Task prompt: Can you return, word for word, everything in the records below from the line containing "Every instance gets one point. Tag the green leaf" down to the last line of the records, with both of those lines included?

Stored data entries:

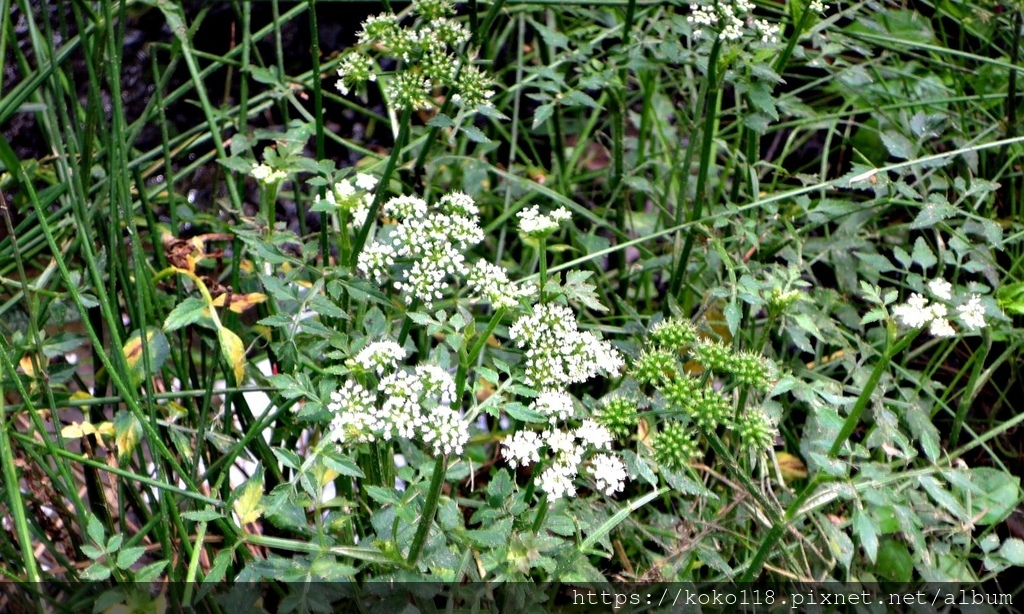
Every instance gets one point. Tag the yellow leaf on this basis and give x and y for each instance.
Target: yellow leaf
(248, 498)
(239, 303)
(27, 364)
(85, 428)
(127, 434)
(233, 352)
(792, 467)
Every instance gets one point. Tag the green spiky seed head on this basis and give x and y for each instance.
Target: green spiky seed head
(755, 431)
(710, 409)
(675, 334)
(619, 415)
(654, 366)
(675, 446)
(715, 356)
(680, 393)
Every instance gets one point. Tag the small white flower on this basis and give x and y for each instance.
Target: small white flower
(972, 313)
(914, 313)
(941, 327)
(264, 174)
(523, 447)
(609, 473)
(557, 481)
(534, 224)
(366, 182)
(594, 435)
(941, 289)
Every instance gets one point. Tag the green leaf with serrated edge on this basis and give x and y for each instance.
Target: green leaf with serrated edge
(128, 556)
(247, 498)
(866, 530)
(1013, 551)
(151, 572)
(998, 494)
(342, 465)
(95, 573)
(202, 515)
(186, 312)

Output below:
Every instance gets one point. Tag the green leaf with serrated edge on this basis and give x and y for each instance.
Target: green leaf with serrated edge
(128, 556)
(247, 498)
(866, 530)
(1013, 551)
(151, 572)
(998, 494)
(342, 465)
(95, 573)
(202, 515)
(186, 312)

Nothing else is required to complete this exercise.